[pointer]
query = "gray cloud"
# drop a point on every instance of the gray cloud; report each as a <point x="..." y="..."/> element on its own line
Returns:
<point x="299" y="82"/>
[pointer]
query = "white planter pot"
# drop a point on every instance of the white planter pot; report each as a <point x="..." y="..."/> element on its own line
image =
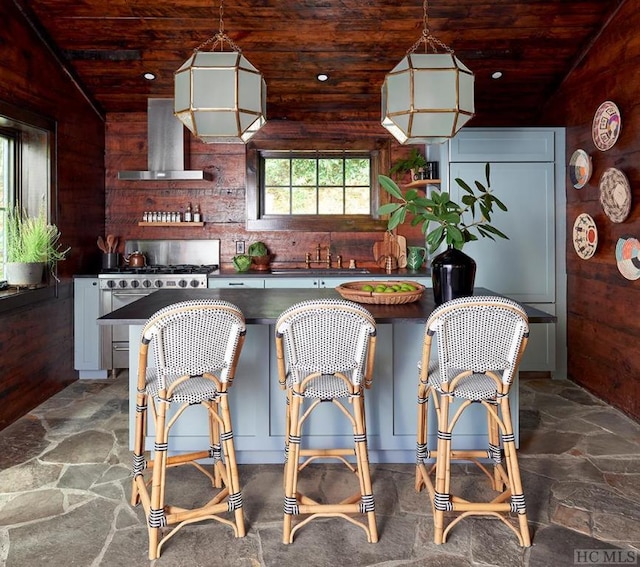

WHAT TO DO ::
Write out every line of the rows above again, requests included, multiplying each point coordinate in the answers by 1.7 and rounding to whole numbers, with halves rounded up. Leave the pictures out.

OUTPUT FOR THIS EXERCISE ::
[pointer]
query = "gray cloud"
# drop a point on every instance of the gray cloud; report each as a <point x="..." y="..."/> element on its own line
Returns:
<point x="508" y="139"/>
[pointer]
query = "white planter pot"
# drop a point on every instance of the white planter pot; report each as a <point x="..." y="..."/> element on its own line
image =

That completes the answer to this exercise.